*WHAT THE TASK ASKS*
Find the line that contains "[point] every instance of the yellow oak". Repeat that line and all lines following it, exactly, through the end of the listing below.

*RECORDS FOR THIS EXERCISE*
----------------

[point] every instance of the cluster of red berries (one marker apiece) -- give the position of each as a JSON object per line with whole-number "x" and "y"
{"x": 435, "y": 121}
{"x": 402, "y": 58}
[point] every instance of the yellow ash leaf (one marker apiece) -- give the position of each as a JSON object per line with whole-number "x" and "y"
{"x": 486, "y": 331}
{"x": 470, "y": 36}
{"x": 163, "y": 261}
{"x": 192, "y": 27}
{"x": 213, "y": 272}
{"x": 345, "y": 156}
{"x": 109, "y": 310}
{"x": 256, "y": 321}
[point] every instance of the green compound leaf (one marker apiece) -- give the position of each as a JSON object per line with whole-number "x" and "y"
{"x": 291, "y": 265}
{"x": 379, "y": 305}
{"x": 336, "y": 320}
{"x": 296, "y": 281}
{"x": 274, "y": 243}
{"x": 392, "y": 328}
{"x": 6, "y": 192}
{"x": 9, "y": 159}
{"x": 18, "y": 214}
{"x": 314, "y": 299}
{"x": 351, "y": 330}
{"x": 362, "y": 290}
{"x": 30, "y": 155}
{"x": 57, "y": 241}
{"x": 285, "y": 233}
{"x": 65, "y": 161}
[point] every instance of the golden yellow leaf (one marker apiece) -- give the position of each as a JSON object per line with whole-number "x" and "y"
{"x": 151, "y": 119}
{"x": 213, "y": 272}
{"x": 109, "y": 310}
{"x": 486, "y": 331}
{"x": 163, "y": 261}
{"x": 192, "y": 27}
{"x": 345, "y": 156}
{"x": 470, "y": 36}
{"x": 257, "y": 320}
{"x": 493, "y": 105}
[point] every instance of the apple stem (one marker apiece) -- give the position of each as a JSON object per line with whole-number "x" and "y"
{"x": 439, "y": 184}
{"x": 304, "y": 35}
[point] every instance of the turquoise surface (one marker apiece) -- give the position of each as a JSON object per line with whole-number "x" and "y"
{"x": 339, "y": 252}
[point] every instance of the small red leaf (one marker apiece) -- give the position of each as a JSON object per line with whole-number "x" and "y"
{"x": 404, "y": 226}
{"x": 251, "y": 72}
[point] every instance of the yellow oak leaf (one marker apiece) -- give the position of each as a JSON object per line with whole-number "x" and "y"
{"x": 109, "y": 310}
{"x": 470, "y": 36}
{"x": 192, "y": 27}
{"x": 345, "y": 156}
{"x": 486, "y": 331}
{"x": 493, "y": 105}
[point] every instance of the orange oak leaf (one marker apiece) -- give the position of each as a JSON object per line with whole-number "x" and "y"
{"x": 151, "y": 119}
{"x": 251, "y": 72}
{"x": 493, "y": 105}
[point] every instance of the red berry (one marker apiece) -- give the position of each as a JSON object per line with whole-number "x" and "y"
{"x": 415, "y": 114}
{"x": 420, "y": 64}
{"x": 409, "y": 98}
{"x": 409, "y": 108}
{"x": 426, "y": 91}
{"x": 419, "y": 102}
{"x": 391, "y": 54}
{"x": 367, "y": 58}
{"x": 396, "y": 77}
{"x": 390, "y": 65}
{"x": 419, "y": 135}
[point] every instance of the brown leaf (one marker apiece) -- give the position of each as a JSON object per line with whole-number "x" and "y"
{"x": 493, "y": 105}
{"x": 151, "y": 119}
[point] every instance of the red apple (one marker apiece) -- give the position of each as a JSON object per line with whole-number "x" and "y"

----------------

*THE REPLY*
[point] every instance of the yellow oak leaf (one marker apiece) -- give the position of each as a JSON object per line with whole-number "x" and "y"
{"x": 109, "y": 310}
{"x": 470, "y": 36}
{"x": 192, "y": 27}
{"x": 345, "y": 156}
{"x": 486, "y": 331}
{"x": 493, "y": 105}
[point] every instance of the orange oak leaf (one marker apiece) -- give the position of each as a JSON object per line with whole-number "x" and "y"
{"x": 151, "y": 119}
{"x": 251, "y": 72}
{"x": 493, "y": 105}
[point] every instance of the red berry (one marker apiece) -- give the position of each as a JSON object per line with whole-number "x" and "y"
{"x": 415, "y": 114}
{"x": 420, "y": 64}
{"x": 409, "y": 98}
{"x": 409, "y": 108}
{"x": 426, "y": 91}
{"x": 419, "y": 102}
{"x": 391, "y": 54}
{"x": 367, "y": 58}
{"x": 396, "y": 77}
{"x": 390, "y": 65}
{"x": 419, "y": 135}
[point] every instance of the brown leaf (one marker apiece) -- give the position of each as a JSON object per line with whole-number "x" and "y"
{"x": 493, "y": 105}
{"x": 151, "y": 119}
[point] every instance of the red apple (one marker apiece) -- give the position of each as a JSON object per line with whole-number "x" and "y"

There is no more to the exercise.